> [READING PASSAGE]
-.-.-

# BOB FIONDA GIVEAWAY 2012



## Bob Fionda (Apr 6, 2011)

Hello mates, I love my catapults going around the world and I'd like to start the new year offering a natural of mine: it's a Cypress antler frame made by hand, well polished, oiled and waxed. Just post your "I'm in" and I will put all the entries in a basket. I will draw the name of the winner at the end of the lottery. You have to trust me to be fair. The thread is starting right now and it will end on the 22nd of january at midnight - Rome, Italy - Time Zone. After I announce the name of the winner I will send a pm asking for an address where to ship the catapult. I hope you'll enjoy it and good luck to everybody! Best, Bob.


----------



## cedar hunter (Dec 31, 2011)

I'm in, beautiful piece.


----------



## DukaThe (Apr 9, 2011)

I am so in, you make beautifull slingshots


----------



## shawnr5 (Feb 16, 2011)

I'm in. Thanks for doing this.


----------



## M.J (Nov 1, 2010)

-.-.-

> [GIVEN INFORMATION]
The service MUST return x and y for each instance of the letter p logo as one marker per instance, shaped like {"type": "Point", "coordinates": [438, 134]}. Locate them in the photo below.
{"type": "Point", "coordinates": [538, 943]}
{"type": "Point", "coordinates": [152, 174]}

-.-.-

> [REQUIRED WORK]
1/ In the slingshot giveaway thread, rewrite the passage between "# BOB FIONDA GIVEAWAY" and "(Dec 31, 2011)", inclusive, changing "basket" to "hat".
2/ According to the slingshot giveaway thread, what must people post to enter the drawing?
3/ Continue the slingshot giveaway thread from its last line.

> [OUTPUTS BY TASK]
1/
# BOB FIONDA GIVEAWAY 2012



## Bob Fionda (Apr 6, 2011)

Hello mates, I love my catapults going around the world and I'd like to start the new year offering a natural of mine: it's a Cypress antler frame made by hand, well polished, oiled and waxed. Just post your "I'm in" and I will put all the entries in a hat. I will draw the name of the winner at the end of the lottery. You have to trust me to be fair. The thread is starting right now and it will end on the 22nd of january at midnight - Rome, Italy - Time Zone. After I announce the name of the winner I will send a pm asking for an address where to ship the catapult. I hope you'll enjoy it and good luck to everybody! Best, Bob.


----------



## cedar hunter (Dec 31, 2011)

2/ "I'm in"

3/
That's a lusty little slingshot!
I'm in!


----------



## orcrender (Sep 11, 2010)

I am in Bob. Looks great.


----------



## Dayhiker (Mar 13, 2010)

I'm in!


----------



## Scrambler84 (Dec 8, 2011)

Cool Beautiful Sling Shot I'm in Love the natural wood look


----------



## Jim Williams (Jul 6, 2011)

I'm definitely in, I'm yet to add a natural to my collection, that one looks stunning.


----------



## Knoll (Nov 10, 2011)

What an unselfish offer of a great-looking ss! You bet, i;m in.


----------



## MeatMechanic (Nov 13, 2011)

I AM SO IN , will you sign and put country of origin ? Thanks Bob . I will do the next giveaway of a natty or board cut . MM


----------



## Jacktrevally (Feb 14, 2011)

I'm in


----------



## flippinout (Jul 16, 2010)

I'm in. I need a Fionda slingshot in my collection!


----------



## Jesus Freak (Dec 31, 2011)

I'm in, thank you Bob.


----------



## treefork (Feb 1, 2010)

Love the natural ergo feature and beauty. Please count me in.


----------



## melvin (Jan 11, 2011)

I'm in for that classy natural.
Melvin


----------



## strikewzen (Jun 18, 2010)

now someone will finally know what i am talking about, fionda magic, happy new year bob

i won't participate this time, best of luck to all of you!


----------



## philly (Jun 13, 2010)

Thanks Bob, I'd love one of yours for my collection. I'm in.
Philly


----------



## Charles (Aug 26, 2010)

YES SIR!!!! I am IN! Great looking natural.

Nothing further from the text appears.